◆ ASSIGNMENT
Reproduce the portion of the Samuel Elmer Kesler family account below, starting with "The Samuel Elmer" and going on through "wife live here.".

◆ QUOTED PASSAGE
The Samuel Elmer Kesler Family

By Lucyle Kesler

Mr. and Mrs. Samuel Elmer Kesler and children, Marie and Ralph, arrived in Jacksonville in 1910. They had lived in Illinois, Oklahoma and New Mexico.

The Keslers lived in a house on the corner of South Jackson and Commerce streets. Later the family moved to a home on South Bonner Street. In 1921, the Keslers built their home, a two-story brick, on Myrtle Drive. This property was sold, and later the house burned. Mr. Kesler and Ralph built their homes on lots next to their first home on Myrtle Drive. Ralph and his wife live here.

Mr. Kesler was a building contractor and farmer. One of his early buildings is the Presbyterian Church in Rusk which still is being used by the Rusk congregation.

◆ SUPPLIED INFORMATION

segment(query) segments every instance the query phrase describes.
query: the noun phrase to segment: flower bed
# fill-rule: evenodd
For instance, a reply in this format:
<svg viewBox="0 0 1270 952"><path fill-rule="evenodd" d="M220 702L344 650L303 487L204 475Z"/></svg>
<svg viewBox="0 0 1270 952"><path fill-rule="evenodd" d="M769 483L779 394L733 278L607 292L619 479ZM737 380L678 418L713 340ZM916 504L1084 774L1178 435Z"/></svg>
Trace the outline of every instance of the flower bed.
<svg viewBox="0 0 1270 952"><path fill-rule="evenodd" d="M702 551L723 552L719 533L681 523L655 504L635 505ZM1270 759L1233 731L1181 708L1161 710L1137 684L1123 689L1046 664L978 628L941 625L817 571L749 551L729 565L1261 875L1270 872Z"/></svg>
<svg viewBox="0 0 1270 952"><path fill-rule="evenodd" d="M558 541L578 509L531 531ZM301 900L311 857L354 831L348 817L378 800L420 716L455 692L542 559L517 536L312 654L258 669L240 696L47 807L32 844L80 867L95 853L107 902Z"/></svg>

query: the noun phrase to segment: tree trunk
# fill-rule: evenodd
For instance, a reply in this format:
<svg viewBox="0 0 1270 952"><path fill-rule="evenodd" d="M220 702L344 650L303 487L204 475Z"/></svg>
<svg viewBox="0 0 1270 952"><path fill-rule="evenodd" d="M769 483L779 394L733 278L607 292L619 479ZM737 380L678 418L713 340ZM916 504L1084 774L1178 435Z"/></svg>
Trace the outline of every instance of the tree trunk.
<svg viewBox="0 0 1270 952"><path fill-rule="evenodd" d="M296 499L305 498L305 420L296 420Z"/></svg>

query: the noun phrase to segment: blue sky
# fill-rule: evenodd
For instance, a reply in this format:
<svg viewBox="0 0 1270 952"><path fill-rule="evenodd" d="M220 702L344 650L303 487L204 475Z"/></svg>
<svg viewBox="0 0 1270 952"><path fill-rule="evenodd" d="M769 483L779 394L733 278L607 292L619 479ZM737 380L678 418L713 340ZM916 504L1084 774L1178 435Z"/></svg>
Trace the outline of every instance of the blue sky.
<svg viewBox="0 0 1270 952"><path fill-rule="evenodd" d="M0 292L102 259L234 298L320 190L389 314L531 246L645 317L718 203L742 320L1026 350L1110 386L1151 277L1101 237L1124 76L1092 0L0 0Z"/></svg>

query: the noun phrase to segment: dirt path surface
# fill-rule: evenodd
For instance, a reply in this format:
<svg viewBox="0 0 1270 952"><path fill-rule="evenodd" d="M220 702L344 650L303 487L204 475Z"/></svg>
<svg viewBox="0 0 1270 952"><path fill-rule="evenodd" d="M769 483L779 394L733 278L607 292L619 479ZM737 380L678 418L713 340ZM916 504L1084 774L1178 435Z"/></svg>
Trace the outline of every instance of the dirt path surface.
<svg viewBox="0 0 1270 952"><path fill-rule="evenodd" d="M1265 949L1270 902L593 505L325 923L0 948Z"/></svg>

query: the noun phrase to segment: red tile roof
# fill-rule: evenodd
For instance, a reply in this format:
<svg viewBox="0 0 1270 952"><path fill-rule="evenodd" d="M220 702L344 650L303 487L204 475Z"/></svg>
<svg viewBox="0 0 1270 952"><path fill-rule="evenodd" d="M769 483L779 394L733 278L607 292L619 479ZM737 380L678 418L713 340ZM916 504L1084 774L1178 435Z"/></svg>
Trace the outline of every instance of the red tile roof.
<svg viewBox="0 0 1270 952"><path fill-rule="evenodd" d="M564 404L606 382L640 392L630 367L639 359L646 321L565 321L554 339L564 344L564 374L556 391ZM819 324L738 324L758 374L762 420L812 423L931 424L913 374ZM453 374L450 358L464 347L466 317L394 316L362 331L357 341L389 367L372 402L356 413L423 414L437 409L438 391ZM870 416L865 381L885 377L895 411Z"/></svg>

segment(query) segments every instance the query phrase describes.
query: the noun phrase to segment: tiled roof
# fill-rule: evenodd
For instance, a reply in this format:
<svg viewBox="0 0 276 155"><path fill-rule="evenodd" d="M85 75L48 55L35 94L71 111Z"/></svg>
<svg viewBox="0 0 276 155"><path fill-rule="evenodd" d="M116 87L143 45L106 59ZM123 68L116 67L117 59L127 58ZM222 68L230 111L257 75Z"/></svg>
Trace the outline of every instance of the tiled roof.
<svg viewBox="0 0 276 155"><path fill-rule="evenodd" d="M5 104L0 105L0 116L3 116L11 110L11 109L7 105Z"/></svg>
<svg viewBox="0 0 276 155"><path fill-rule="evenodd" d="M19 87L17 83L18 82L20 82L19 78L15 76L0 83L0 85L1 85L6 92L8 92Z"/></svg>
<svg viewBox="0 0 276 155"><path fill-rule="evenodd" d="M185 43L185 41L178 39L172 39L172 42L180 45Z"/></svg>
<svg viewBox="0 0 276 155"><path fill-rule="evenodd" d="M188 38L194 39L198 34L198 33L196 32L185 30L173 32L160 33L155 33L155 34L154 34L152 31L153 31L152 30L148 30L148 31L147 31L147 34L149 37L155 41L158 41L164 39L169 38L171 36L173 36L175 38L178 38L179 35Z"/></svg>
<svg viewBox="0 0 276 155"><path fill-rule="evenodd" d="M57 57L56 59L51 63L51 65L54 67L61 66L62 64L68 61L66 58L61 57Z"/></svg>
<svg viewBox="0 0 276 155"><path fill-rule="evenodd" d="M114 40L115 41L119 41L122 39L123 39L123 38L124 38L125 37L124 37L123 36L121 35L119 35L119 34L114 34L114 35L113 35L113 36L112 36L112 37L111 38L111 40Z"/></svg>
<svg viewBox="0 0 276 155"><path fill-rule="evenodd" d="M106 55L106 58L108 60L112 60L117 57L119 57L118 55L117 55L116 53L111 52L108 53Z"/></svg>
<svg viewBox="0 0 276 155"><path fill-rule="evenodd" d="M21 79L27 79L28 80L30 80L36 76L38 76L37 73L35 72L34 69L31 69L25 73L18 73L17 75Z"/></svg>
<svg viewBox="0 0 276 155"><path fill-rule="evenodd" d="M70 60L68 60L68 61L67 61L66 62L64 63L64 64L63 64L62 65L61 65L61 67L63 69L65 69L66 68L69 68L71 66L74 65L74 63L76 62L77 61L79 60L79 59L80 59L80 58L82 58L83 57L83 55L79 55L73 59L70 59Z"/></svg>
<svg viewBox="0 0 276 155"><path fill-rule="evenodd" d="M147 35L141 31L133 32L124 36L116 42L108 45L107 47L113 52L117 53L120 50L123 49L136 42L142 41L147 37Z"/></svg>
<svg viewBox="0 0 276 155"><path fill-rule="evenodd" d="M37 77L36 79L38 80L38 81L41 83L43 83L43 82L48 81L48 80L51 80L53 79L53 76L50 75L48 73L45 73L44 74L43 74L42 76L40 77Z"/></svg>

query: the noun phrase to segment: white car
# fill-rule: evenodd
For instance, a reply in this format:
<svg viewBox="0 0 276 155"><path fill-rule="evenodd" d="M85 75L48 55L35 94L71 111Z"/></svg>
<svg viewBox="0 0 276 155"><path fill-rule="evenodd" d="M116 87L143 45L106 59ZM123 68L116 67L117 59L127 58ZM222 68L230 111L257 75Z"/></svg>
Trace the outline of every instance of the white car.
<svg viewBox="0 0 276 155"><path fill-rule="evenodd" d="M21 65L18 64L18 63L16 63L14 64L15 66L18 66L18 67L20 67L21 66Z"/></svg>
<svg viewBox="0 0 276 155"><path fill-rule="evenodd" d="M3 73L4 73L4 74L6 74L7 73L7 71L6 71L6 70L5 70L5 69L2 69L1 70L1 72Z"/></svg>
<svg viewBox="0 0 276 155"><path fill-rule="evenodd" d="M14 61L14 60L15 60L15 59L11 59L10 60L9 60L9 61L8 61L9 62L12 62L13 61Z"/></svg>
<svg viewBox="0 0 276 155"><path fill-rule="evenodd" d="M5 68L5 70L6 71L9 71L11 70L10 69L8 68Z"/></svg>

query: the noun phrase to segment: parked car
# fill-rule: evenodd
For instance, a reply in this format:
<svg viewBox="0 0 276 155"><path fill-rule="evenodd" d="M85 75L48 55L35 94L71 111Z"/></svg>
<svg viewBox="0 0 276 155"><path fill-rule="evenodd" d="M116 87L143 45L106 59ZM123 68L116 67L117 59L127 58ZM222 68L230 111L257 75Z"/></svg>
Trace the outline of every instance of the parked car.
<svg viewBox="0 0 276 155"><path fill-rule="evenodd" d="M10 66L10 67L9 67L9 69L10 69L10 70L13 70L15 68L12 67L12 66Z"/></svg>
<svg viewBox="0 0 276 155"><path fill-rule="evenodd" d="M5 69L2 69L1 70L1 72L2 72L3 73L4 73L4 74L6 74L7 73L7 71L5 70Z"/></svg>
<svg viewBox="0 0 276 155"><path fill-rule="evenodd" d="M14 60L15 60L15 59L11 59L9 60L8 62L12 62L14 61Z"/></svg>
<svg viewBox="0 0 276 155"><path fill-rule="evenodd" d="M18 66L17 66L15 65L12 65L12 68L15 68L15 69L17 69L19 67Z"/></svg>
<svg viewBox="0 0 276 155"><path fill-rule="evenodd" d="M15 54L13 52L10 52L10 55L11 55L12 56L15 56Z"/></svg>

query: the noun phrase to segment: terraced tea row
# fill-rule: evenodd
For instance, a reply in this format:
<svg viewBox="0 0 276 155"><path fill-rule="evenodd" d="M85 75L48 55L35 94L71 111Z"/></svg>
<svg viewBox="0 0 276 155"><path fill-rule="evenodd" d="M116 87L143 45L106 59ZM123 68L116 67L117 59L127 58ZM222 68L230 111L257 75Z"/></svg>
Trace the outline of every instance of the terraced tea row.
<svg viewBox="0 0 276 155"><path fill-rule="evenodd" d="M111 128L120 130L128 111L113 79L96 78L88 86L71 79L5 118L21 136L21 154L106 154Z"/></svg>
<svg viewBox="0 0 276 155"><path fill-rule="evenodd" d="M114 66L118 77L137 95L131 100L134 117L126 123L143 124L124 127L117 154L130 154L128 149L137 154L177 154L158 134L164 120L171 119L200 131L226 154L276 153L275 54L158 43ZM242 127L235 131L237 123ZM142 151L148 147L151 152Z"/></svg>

◆ SOLVED PROBLEM
The Samuel Elmer Kesler Family

By Lucyle Kesler

Mr. and Mrs. Samuel Elmer Kesler and children, Marie and Ralph, arrived in Jacksonville in 1910. They had lived in Illinois, Oklahoma and New Mexico.

The Keslers lived in a house on the corner of South Jackson and Commerce streets. Later the family moved to a home on South Bonner Street. In 1921, the Keslers built their home, a two-story brick, on Myrtle Drive. This property was sold, and later the house burned. Mr. Kesler and Ralph built their homes on lots next to their first home on Myrtle Drive. Ralph and his wife live here.